--- START OF Supplied records ---

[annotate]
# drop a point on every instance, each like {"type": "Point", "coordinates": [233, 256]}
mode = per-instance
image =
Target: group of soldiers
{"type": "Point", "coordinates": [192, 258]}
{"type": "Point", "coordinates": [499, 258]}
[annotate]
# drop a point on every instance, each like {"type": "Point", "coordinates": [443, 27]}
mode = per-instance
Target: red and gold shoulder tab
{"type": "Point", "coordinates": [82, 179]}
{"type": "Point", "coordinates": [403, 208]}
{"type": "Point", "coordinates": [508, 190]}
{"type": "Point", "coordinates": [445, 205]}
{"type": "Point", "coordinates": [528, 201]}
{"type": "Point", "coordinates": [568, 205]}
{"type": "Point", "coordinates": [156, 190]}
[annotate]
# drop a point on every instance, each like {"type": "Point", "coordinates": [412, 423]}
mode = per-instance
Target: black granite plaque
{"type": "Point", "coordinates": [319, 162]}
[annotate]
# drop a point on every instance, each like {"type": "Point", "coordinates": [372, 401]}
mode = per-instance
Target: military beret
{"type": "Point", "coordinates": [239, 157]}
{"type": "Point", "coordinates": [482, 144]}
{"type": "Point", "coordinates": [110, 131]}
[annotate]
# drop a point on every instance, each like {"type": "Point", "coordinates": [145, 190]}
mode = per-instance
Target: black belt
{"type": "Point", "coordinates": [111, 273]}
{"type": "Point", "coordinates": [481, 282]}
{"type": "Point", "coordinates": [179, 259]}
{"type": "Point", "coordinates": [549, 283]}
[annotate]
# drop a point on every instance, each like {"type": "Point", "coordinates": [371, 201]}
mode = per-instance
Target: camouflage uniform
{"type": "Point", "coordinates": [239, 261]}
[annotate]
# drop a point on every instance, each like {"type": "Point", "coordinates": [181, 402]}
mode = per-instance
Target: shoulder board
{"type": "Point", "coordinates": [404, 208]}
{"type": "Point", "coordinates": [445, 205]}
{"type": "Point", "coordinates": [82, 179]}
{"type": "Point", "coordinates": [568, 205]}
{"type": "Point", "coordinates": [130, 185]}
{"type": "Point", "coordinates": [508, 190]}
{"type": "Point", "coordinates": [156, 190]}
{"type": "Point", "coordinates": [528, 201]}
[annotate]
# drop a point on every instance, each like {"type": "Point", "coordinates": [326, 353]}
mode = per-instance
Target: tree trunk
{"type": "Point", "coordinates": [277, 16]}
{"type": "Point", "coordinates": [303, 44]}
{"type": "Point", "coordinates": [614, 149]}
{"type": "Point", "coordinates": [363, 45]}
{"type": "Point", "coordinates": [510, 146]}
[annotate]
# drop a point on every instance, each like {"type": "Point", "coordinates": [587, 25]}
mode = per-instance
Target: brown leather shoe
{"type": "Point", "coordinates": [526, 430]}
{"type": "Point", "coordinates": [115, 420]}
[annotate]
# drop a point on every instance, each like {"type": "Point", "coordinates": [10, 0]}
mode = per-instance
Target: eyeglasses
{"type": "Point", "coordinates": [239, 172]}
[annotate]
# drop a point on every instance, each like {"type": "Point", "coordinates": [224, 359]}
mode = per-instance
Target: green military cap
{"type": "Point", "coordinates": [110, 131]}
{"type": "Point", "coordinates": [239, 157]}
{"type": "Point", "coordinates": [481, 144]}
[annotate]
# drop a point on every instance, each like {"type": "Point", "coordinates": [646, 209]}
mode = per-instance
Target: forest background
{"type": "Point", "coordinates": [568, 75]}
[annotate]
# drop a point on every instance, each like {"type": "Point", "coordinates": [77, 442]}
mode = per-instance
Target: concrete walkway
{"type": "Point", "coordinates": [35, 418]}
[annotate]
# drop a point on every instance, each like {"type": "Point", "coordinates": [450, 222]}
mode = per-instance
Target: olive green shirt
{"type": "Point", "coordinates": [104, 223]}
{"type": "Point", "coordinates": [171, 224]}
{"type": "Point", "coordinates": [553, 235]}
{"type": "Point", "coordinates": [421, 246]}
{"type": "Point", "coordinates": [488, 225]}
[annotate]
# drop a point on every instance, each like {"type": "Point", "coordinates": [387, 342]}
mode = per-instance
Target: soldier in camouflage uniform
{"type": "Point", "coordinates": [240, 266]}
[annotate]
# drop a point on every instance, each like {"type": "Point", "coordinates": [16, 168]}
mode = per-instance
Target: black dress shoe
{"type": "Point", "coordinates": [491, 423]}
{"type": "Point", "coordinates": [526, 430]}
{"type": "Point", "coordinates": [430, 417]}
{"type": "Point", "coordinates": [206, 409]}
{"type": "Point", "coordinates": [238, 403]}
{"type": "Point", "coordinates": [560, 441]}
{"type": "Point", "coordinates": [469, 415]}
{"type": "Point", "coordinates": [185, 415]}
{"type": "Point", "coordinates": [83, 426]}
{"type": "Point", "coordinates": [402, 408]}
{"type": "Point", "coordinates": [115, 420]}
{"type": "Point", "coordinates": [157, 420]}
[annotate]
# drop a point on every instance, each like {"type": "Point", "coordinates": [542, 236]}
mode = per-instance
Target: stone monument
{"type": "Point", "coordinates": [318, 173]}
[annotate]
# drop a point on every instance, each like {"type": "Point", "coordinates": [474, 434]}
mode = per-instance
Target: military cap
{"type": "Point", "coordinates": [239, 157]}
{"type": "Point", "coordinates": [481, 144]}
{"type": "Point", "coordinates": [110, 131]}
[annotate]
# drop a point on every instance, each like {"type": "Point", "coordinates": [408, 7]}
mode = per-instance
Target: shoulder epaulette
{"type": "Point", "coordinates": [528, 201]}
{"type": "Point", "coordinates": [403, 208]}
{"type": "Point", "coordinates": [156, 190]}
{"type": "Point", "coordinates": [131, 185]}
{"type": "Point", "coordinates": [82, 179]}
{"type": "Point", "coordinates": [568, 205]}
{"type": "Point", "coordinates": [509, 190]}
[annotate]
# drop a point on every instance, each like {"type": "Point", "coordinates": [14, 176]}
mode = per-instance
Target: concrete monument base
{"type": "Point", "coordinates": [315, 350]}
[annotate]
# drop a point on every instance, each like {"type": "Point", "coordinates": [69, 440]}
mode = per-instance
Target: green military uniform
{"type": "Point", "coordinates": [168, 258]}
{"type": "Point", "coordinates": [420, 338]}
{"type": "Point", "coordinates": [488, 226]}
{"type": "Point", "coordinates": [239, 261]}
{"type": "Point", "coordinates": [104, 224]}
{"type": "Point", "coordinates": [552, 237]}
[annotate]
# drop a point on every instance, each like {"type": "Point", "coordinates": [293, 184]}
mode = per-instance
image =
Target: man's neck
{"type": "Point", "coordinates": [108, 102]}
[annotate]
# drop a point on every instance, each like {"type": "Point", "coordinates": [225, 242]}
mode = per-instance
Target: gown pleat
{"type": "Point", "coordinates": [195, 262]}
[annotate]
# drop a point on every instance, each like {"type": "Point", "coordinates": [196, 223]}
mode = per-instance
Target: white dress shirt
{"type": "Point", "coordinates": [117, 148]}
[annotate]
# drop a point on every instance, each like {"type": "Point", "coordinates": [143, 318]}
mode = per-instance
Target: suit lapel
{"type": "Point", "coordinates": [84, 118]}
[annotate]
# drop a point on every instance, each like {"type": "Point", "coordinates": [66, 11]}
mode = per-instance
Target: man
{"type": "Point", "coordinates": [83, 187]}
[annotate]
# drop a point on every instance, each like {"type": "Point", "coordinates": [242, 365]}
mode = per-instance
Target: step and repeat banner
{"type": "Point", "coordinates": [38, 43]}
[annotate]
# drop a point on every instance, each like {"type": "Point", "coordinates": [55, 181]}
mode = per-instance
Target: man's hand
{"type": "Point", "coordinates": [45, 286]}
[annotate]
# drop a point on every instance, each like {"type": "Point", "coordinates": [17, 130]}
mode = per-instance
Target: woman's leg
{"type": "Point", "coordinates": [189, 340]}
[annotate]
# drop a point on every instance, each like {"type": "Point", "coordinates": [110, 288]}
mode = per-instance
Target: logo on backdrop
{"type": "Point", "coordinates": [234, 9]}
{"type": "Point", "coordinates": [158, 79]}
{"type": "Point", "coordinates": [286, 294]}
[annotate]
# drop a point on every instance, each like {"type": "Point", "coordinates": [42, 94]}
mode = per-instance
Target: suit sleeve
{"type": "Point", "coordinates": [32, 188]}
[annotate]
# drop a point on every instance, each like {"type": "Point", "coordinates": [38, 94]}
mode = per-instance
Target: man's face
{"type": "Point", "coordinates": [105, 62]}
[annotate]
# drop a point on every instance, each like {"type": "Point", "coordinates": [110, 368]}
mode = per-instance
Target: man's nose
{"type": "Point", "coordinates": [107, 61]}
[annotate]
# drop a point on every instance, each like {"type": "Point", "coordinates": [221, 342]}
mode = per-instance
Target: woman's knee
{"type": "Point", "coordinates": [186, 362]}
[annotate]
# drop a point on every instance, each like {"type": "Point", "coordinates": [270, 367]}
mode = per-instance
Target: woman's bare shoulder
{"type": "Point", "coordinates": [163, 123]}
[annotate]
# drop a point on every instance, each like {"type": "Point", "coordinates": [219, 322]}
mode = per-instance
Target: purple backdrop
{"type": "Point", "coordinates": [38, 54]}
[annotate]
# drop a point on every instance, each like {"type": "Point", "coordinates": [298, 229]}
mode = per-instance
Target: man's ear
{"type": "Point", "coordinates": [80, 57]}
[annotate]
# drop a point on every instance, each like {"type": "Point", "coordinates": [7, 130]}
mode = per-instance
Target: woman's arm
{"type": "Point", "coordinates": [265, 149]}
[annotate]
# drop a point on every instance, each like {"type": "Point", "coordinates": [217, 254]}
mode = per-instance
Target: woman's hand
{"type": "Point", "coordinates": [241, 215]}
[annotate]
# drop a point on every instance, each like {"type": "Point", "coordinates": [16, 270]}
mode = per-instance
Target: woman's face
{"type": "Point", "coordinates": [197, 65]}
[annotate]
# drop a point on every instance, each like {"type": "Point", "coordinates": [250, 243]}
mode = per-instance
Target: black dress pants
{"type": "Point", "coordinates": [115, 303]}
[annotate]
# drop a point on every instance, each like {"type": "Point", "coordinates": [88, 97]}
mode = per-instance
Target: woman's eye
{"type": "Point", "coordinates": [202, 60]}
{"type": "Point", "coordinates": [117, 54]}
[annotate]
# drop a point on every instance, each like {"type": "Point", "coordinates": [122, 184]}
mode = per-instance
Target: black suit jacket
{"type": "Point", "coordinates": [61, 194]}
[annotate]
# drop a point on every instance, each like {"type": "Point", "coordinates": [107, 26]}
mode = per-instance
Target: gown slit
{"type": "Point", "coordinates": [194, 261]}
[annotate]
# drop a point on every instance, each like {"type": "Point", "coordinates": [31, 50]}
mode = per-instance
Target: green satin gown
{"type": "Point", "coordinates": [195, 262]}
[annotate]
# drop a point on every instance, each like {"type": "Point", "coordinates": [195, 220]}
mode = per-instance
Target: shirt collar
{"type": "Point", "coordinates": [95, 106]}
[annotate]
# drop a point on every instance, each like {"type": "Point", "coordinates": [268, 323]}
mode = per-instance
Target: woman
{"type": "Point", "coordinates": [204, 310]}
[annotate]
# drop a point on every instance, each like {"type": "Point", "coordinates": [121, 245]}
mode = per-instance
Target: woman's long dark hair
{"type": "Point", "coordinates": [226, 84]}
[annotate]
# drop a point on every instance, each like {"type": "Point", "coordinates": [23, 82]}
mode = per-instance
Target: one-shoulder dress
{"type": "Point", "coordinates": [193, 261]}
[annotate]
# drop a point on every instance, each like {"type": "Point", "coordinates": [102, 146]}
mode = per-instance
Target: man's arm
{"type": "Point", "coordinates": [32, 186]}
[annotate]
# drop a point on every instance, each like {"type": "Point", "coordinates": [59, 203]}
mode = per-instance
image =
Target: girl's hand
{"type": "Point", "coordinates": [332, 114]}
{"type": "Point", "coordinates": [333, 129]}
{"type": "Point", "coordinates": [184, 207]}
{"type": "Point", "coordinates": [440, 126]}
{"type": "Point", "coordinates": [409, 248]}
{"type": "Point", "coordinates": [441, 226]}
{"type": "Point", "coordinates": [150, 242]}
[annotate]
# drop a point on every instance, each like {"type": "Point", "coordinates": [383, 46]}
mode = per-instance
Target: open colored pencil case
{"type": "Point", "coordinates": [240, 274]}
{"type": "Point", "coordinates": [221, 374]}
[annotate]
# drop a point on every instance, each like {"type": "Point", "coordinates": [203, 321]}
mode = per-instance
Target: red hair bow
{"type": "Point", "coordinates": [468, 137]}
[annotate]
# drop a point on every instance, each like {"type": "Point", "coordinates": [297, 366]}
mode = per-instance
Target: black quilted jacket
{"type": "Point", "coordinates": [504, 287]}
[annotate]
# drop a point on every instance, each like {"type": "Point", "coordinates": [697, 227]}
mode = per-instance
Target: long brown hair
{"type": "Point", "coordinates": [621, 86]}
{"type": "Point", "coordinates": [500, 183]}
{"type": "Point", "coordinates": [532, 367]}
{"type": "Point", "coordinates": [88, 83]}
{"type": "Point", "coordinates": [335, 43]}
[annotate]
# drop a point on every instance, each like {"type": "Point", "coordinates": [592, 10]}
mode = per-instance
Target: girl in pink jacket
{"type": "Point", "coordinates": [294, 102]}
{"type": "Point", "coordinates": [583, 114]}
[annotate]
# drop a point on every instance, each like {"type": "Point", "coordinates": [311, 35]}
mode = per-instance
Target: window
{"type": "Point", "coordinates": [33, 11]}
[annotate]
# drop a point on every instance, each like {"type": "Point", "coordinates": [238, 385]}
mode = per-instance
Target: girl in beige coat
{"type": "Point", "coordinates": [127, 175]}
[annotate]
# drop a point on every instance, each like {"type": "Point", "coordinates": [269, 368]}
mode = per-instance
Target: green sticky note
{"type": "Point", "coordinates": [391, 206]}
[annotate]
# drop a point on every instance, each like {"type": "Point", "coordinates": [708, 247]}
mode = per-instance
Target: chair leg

--- END OF Supplied records ---

[Given exercise]: Return every line in the items above that contains the string "backdrop", treating uppercase and lowercase letters as different.

[The answer]:
Target: logo on backdrop
Target: purple backdrop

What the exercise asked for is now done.